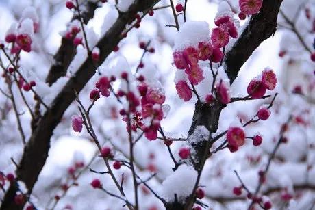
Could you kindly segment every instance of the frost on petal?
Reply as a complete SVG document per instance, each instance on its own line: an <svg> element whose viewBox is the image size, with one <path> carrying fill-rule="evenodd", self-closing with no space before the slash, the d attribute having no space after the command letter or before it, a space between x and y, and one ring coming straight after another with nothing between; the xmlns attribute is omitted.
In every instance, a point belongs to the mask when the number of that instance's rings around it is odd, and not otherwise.
<svg viewBox="0 0 315 210"><path fill-rule="evenodd" d="M212 30L211 40L214 47L220 48L225 47L229 41L229 32L221 27L216 27Z"/></svg>
<svg viewBox="0 0 315 210"><path fill-rule="evenodd" d="M198 85L205 79L203 70L199 66L191 66L190 69L186 69L185 73L188 75L188 79L193 85Z"/></svg>
<svg viewBox="0 0 315 210"><path fill-rule="evenodd" d="M239 0L240 11L247 15L257 13L262 6L262 0Z"/></svg>
<svg viewBox="0 0 315 210"><path fill-rule="evenodd" d="M231 101L229 87L223 81L221 81L216 86L216 95L220 101L223 104L227 104Z"/></svg>
<svg viewBox="0 0 315 210"><path fill-rule="evenodd" d="M72 116L72 128L75 132L80 133L82 131L83 120L81 117L78 116Z"/></svg>
<svg viewBox="0 0 315 210"><path fill-rule="evenodd" d="M232 146L242 146L245 143L245 133L243 129L237 127L229 127L227 133L227 140Z"/></svg>
<svg viewBox="0 0 315 210"><path fill-rule="evenodd" d="M173 53L173 58L174 59L174 64L176 68L179 69L185 69L186 68L187 63L181 52L174 52Z"/></svg>
<svg viewBox="0 0 315 210"><path fill-rule="evenodd" d="M268 90L273 90L277 85L277 77L270 68L265 68L262 71L262 82Z"/></svg>
<svg viewBox="0 0 315 210"><path fill-rule="evenodd" d="M187 21L181 25L175 39L174 51L182 51L188 47L197 47L201 42L210 41L209 24L201 21Z"/></svg>
<svg viewBox="0 0 315 210"><path fill-rule="evenodd" d="M231 7L226 1L221 1L218 8L218 12L216 13L214 19L216 25L229 22L233 17L233 13Z"/></svg>
<svg viewBox="0 0 315 210"><path fill-rule="evenodd" d="M188 101L192 97L192 92L185 81L181 80L176 83L176 90L184 101Z"/></svg>
<svg viewBox="0 0 315 210"><path fill-rule="evenodd" d="M247 86L247 93L253 99L260 99L266 93L266 88L262 81L253 79Z"/></svg>
<svg viewBox="0 0 315 210"><path fill-rule="evenodd" d="M212 54L212 46L210 43L199 42L198 44L199 51L199 59L201 60L208 60Z"/></svg>
<svg viewBox="0 0 315 210"><path fill-rule="evenodd" d="M206 140L209 137L209 131L203 125L196 127L194 133L188 137L188 142L190 144L198 143Z"/></svg>
<svg viewBox="0 0 315 210"><path fill-rule="evenodd" d="M175 200L176 194L179 202L184 202L194 188L197 173L186 164L168 176L162 183L163 197L171 202Z"/></svg>

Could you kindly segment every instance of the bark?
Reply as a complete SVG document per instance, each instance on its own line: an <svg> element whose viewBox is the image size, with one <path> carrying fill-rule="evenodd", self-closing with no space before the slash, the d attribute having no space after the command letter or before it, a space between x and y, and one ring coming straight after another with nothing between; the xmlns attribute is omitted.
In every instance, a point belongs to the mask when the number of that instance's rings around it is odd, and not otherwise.
<svg viewBox="0 0 315 210"><path fill-rule="evenodd" d="M242 66L251 55L253 51L260 44L270 37L276 31L277 19L283 0L264 0L260 12L253 15L249 21L249 24L244 29L239 38L236 42L231 49L226 54L224 66L231 83L234 82ZM189 131L189 135L194 133L197 126L205 126L210 132L216 132L220 118L220 114L225 106L215 103L212 106L201 104L197 102L195 105L195 110L192 118L192 123ZM192 145L197 151L197 166L201 165L200 160L205 155L210 155L210 151L207 150L205 154L205 146L206 142L201 142L198 144ZM194 202L195 200L192 200ZM166 207L167 210L190 209L185 207L192 207L192 203L181 204L174 202Z"/></svg>
<svg viewBox="0 0 315 210"><path fill-rule="evenodd" d="M81 12L82 19L85 24L94 16L95 10L98 7L97 3L86 1L84 3L82 8L85 8ZM78 19L77 14L75 14L71 21ZM62 38L61 45L58 51L53 56L53 64L46 77L46 82L51 86L60 77L66 75L68 67L77 53L76 47L73 45L72 40Z"/></svg>
<svg viewBox="0 0 315 210"><path fill-rule="evenodd" d="M75 99L75 91L79 93L94 75L97 67L103 63L118 44L121 39L121 33L126 25L134 19L136 13L151 8L158 1L158 0L138 0L130 6L127 12L120 13L116 21L97 44L100 49L99 63L96 64L90 57L88 57L75 75L58 93L50 109L40 118L36 129L33 131L24 148L21 160L16 170L17 180L25 183L29 194L32 193L48 157L53 131L60 122L66 109ZM1 210L23 209L23 205L18 206L14 202L16 191L16 183L11 184L3 198Z"/></svg>

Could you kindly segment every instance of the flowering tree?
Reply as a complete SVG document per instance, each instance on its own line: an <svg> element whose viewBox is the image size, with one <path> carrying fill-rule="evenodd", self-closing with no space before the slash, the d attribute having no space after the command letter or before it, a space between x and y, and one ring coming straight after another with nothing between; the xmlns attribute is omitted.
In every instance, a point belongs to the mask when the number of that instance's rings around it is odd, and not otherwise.
<svg viewBox="0 0 315 210"><path fill-rule="evenodd" d="M314 1L59 1L3 6L1 209L314 207Z"/></svg>

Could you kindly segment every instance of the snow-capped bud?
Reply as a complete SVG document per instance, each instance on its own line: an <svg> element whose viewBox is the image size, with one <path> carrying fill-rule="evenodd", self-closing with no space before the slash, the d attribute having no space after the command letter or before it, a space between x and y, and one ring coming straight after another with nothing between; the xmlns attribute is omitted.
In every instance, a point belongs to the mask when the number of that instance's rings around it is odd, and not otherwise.
<svg viewBox="0 0 315 210"><path fill-rule="evenodd" d="M142 68L143 67L144 67L144 64L143 64L142 62L140 62L139 65L138 65L138 67L139 67L140 68Z"/></svg>
<svg viewBox="0 0 315 210"><path fill-rule="evenodd" d="M29 53L31 51L32 39L29 34L18 34L16 37L16 44L21 49L25 52Z"/></svg>
<svg viewBox="0 0 315 210"><path fill-rule="evenodd" d="M149 10L149 15L151 16L153 16L154 14L154 10Z"/></svg>
<svg viewBox="0 0 315 210"><path fill-rule="evenodd" d="M184 10L184 6L181 3L177 3L175 6L176 12L181 12Z"/></svg>
<svg viewBox="0 0 315 210"><path fill-rule="evenodd" d="M233 188L233 193L236 195L236 196L240 196L242 194L242 187L236 187L234 188Z"/></svg>
<svg viewBox="0 0 315 210"><path fill-rule="evenodd" d="M242 128L231 127L227 130L227 140L229 144L241 146L245 143L245 133Z"/></svg>
<svg viewBox="0 0 315 210"><path fill-rule="evenodd" d="M178 153L179 157L184 159L188 159L190 155L190 149L187 147L183 147L179 149L179 152Z"/></svg>
<svg viewBox="0 0 315 210"><path fill-rule="evenodd" d="M214 97L211 93L205 96L205 102L206 103L212 103L214 101Z"/></svg>
<svg viewBox="0 0 315 210"><path fill-rule="evenodd" d="M261 107L258 111L257 116L260 120L266 120L269 118L270 114L271 112L266 107Z"/></svg>
<svg viewBox="0 0 315 210"><path fill-rule="evenodd" d="M95 47L92 51L92 60L97 62L99 60L99 48Z"/></svg>
<svg viewBox="0 0 315 210"><path fill-rule="evenodd" d="M119 50L119 47L115 46L113 49L114 52L117 52Z"/></svg>
<svg viewBox="0 0 315 210"><path fill-rule="evenodd" d="M7 178L7 179L10 181L10 182L12 182L14 181L14 175L13 174L11 174L11 173L9 173L5 177Z"/></svg>
<svg viewBox="0 0 315 210"><path fill-rule="evenodd" d="M173 144L173 141L169 140L164 140L163 142L166 146L171 146Z"/></svg>
<svg viewBox="0 0 315 210"><path fill-rule="evenodd" d="M259 134L255 135L253 137L253 144L254 146L260 146L260 144L262 144L262 137Z"/></svg>
<svg viewBox="0 0 315 210"><path fill-rule="evenodd" d="M34 87L34 86L36 86L36 82L35 81L32 80L32 81L31 81L29 82L29 84L31 85L32 87Z"/></svg>
<svg viewBox="0 0 315 210"><path fill-rule="evenodd" d="M143 75L140 75L139 77L138 77L137 79L139 81L144 81L144 77L143 77Z"/></svg>
<svg viewBox="0 0 315 210"><path fill-rule="evenodd" d="M101 155L103 157L110 157L112 156L112 150L108 146L104 146L101 150Z"/></svg>
<svg viewBox="0 0 315 210"><path fill-rule="evenodd" d="M92 101L97 101L99 99L99 90L94 88L90 92L90 99Z"/></svg>
<svg viewBox="0 0 315 210"><path fill-rule="evenodd" d="M78 116L72 116L72 128L75 132L81 132L83 128L82 118Z"/></svg>
<svg viewBox="0 0 315 210"><path fill-rule="evenodd" d="M12 73L14 72L14 68L13 67L9 67L8 68L8 71L10 73Z"/></svg>
<svg viewBox="0 0 315 210"><path fill-rule="evenodd" d="M196 197L199 199L202 199L205 197L205 191L200 187L198 187L197 189L196 189Z"/></svg>
<svg viewBox="0 0 315 210"><path fill-rule="evenodd" d="M247 86L247 93L253 99L260 99L266 93L266 87L258 79L253 79Z"/></svg>
<svg viewBox="0 0 315 210"><path fill-rule="evenodd" d="M29 83L25 83L23 86L23 90L26 92L28 92L31 90L31 85Z"/></svg>
<svg viewBox="0 0 315 210"><path fill-rule="evenodd" d="M243 12L240 12L238 14L238 18L240 20L245 20L246 19L246 14L244 14Z"/></svg>
<svg viewBox="0 0 315 210"><path fill-rule="evenodd" d="M91 185L94 189L101 188L102 187L102 184L98 179L93 179L91 182Z"/></svg>

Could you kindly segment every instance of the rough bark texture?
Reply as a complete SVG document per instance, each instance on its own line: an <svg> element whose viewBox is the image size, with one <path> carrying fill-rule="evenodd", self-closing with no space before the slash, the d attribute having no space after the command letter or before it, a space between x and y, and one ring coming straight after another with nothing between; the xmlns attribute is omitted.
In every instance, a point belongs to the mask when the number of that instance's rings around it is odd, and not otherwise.
<svg viewBox="0 0 315 210"><path fill-rule="evenodd" d="M225 69L229 76L231 83L238 76L242 66L249 59L253 52L260 44L270 37L276 31L277 19L283 0L264 0L264 3L259 14L253 15L249 24L240 34L240 38L232 49L227 52L225 60ZM192 123L189 131L189 135L193 133L199 125L205 126L210 133L216 132L218 129L220 114L225 106L215 104L213 106L202 105L197 102L192 118ZM197 151L196 159L197 167L200 160L205 155L206 142L192 145ZM210 151L206 151L209 156ZM196 168L196 166L194 166ZM167 210L190 210L185 207L191 207L192 204L181 204L178 202L169 205Z"/></svg>
<svg viewBox="0 0 315 210"><path fill-rule="evenodd" d="M82 90L95 73L97 67L105 60L114 47L118 44L121 34L125 29L126 24L134 19L138 12L147 10L158 1L158 0L138 0L130 6L127 12L121 13L114 24L97 44L100 49L99 63L95 64L89 57L55 98L51 108L44 114L24 148L22 159L16 170L17 179L25 183L29 193L32 192L46 162L53 131L60 122L66 109L75 99L75 91L79 92ZM14 202L16 191L16 185L14 183L12 184L5 195L1 210L23 209L23 206L18 206Z"/></svg>
<svg viewBox="0 0 315 210"><path fill-rule="evenodd" d="M83 4L81 8L84 10L81 12L81 16L84 23L87 24L93 18L98 3L86 1ZM77 14L73 16L71 21L75 19L79 19ZM49 86L55 83L60 77L66 75L68 67L76 53L76 47L73 44L73 40L62 38L60 47L53 56L53 64L46 77L46 82Z"/></svg>

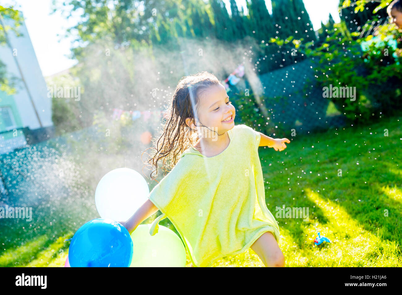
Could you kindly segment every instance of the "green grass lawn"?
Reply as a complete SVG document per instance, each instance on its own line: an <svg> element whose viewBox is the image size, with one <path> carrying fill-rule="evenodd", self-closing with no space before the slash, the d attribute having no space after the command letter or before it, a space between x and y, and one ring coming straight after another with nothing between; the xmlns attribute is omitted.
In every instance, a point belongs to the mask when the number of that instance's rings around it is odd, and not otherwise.
<svg viewBox="0 0 402 295"><path fill-rule="evenodd" d="M286 266L402 266L401 123L398 116L369 126L289 135L291 142L281 152L259 148L267 206L274 216L276 206L284 204L309 208L308 221L277 219ZM98 217L94 205L81 209ZM78 219L61 212L47 212L33 226L7 220L0 266L64 266L70 244L64 240L79 226ZM55 214L57 222L49 224ZM166 220L160 224L166 226ZM318 231L332 242L315 246ZM249 249L213 266L264 265Z"/></svg>

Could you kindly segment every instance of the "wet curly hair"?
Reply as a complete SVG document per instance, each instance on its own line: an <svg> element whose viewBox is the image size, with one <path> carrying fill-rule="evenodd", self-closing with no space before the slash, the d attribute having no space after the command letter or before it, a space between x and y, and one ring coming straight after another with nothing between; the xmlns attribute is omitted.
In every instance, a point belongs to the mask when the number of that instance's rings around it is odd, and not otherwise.
<svg viewBox="0 0 402 295"><path fill-rule="evenodd" d="M171 170L183 152L198 141L197 130L187 125L186 119L190 118L197 128L203 126L199 119L200 97L210 86L219 84L222 85L218 78L207 71L183 77L179 81L162 120L163 131L156 142L153 142L154 146L150 148L156 150L147 160L152 169L154 168L150 175L152 179L157 181L155 178L158 161L163 159L162 170ZM165 175L167 170L164 170ZM154 172L156 174L152 177Z"/></svg>

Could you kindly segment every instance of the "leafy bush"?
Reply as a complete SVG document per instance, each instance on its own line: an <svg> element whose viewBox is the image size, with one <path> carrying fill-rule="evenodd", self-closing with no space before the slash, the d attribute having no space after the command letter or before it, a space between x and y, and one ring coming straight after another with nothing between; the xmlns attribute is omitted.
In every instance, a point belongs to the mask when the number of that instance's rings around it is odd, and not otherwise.
<svg viewBox="0 0 402 295"><path fill-rule="evenodd" d="M337 29L324 43L314 49L312 43L306 45L306 53L316 62L316 82L321 86L356 87L355 100L330 98L337 109L356 123L371 120L375 113L391 114L400 110L401 58L386 39L392 34L399 40L400 33L393 26L381 26L375 34L383 44L373 43L364 52L361 44L373 35L359 38L359 33L345 34L344 24L335 25Z"/></svg>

* * * * * * * * *

• [What you need to do]: Reproduce, character for character, the lines from the one containing "Could you kindly segment every instance of the flowering" up to and including the one containing "1L59 1L3 6L1".

• [Answer below]:
Could you kindly segment every instance of the flowering tree?
Reply as a complete SVG document per instance, each instance on its own line: an <svg> element whose viewBox is the image size, with one <path> carrying fill-rule="evenodd", self-closing with no space before the slash, the d attribute having no space after the command letter or before it, a space between x and y, and one ring coming straight after another with nothing between; the xmlns attribute is omitted.
In every instance, a point belongs to the mask when the number of that instance's rings around it is odd, and not otherwise.
<svg viewBox="0 0 315 210"><path fill-rule="evenodd" d="M314 1L59 1L3 6L1 209L314 207Z"/></svg>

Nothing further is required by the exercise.